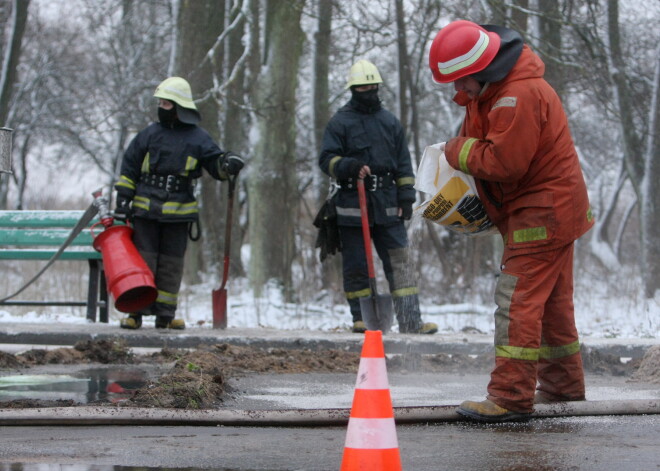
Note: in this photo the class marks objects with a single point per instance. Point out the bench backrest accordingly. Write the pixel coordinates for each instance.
(44, 231)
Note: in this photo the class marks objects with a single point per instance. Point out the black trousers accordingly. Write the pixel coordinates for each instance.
(391, 243)
(163, 246)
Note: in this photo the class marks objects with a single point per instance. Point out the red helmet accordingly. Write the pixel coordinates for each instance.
(461, 48)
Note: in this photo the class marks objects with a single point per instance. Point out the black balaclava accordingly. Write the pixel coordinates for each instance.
(511, 44)
(167, 117)
(367, 102)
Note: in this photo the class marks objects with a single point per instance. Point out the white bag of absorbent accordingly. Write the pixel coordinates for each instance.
(453, 199)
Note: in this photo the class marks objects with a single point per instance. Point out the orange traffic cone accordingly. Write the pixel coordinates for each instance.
(371, 442)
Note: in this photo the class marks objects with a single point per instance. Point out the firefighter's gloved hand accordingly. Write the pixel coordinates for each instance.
(406, 210)
(327, 238)
(123, 210)
(353, 168)
(232, 163)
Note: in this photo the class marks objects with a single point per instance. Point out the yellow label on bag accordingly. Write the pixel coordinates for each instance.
(443, 202)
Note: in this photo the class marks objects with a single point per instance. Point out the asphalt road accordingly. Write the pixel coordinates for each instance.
(602, 442)
(584, 443)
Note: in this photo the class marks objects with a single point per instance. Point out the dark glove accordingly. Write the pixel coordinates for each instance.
(232, 163)
(123, 210)
(406, 210)
(328, 236)
(350, 168)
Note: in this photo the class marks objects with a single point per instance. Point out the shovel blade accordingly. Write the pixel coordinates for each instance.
(219, 308)
(377, 312)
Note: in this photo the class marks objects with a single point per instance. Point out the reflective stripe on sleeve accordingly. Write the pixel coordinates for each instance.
(464, 154)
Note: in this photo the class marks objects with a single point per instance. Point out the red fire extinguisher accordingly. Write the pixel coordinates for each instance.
(129, 279)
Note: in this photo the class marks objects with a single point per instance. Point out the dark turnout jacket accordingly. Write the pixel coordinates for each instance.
(374, 138)
(159, 169)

**TASK PROMPT**
All records above are to be output verbatim, with their pictures omitted.

**EXERCISE SOLUTION**
Note: in this photo the class marks objects with a single point per instance. Point out the bench backrest accordingly. Write the pixel coordinates for each instance.
(44, 231)
Note: in this photo the class marks objects with a single point per instance. Point out the black trousers accordingly. Write the pixel coordinates for each instance.
(391, 243)
(163, 246)
Note: in this photo the class marks objects with a single point per instance. Point out the red helmet accordingly. Write the pixel coordinates for each instance.
(461, 48)
Note: in this photo the class marks objects with a single point per instance. Point out the black balaclava accordingly. Write the pixel coordinates for each instance.
(511, 44)
(167, 117)
(367, 102)
Note: in this photo the class marks objects with a single point per instance. Point out the white bag of absorbent accordingly. Write the pixel coordinates for each instance.
(453, 199)
Note: in this photo the class marks objects with a single point per instance. Point out the orange traffic cone accordingly. Write the pixel coordinates for each instance.
(371, 442)
Note: in this photo the class marks objects with a single point per instance. Point out the firefighter's gloved hand accordingly. Write the pixel coordinates for each instance.
(406, 210)
(327, 238)
(123, 210)
(353, 168)
(232, 163)
Note: in this photo the class marks objects with a single point per instance. Point out the yellow label on bag accordingly. Write the pixel coordinates for each instance.
(443, 202)
Note: in this photo the class marks objects with a single point per instance. Point out the asphalt road accordingly. Write the pixel coordinates for each instance.
(602, 442)
(584, 443)
Note: in this photo the class marks objects with a single point per instance. Point out the dark glove accordingly. Write the pixel coordinates for each instance.
(232, 163)
(123, 210)
(406, 210)
(328, 236)
(350, 168)
Note: in this photo the class marks objects with a single point per instance. Point out the shovel blade accordingly. Write the pixel coordinates for each instance.
(219, 308)
(377, 312)
Note: in this photo the class marks objects with a single point per instance. Point out the reflective stripe on sleeve accordingly. Write the pixel coordinates for each instance.
(464, 154)
Note: in this photo the class marks objects with a single point per instance. Point out the red fire extinguisher accordingly. Write the pixel coordinates for each instance.
(129, 279)
Note: in this photo the class marks objects with a single point per instance. Point out the dark turnout jacket accordingly. Write the pixel coordinates for each instance.
(374, 138)
(159, 169)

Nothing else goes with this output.